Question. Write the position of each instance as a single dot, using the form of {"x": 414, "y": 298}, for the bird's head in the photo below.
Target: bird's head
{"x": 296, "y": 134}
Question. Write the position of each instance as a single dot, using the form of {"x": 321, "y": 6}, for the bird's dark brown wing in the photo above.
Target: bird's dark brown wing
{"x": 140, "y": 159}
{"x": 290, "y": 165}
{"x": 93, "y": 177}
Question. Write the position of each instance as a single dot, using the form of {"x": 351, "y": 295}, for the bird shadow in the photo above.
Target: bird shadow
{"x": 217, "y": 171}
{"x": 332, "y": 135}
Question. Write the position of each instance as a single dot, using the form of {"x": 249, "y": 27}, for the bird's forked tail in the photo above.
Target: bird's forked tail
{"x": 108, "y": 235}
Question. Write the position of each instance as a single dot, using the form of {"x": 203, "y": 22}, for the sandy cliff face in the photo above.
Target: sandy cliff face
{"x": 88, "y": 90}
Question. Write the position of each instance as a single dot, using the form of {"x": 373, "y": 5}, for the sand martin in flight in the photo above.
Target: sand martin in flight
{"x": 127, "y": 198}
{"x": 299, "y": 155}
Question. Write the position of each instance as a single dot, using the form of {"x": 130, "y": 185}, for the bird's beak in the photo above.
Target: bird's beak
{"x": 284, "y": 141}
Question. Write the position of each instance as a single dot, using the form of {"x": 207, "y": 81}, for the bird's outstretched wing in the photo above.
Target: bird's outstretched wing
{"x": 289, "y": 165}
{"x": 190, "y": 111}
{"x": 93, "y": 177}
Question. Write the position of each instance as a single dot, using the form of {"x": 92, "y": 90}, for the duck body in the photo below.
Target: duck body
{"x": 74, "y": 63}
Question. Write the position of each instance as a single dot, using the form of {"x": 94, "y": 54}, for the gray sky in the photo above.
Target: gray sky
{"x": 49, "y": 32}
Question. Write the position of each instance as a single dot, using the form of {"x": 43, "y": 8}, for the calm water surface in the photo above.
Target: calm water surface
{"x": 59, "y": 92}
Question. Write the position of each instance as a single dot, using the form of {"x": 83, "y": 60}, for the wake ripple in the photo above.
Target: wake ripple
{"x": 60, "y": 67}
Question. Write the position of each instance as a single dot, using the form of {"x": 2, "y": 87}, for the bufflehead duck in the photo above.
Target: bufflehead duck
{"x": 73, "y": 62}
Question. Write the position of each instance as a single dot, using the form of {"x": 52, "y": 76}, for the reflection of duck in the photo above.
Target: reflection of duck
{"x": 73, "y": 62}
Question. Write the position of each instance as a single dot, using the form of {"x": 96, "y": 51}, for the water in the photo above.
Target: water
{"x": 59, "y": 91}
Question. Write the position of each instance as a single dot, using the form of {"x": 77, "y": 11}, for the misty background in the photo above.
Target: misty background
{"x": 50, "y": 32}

§ WHAT IS NEEDED
Give only a number, namely how many lines in the entries above hold the word "below".

§ RESPONSE TO THE TASK
2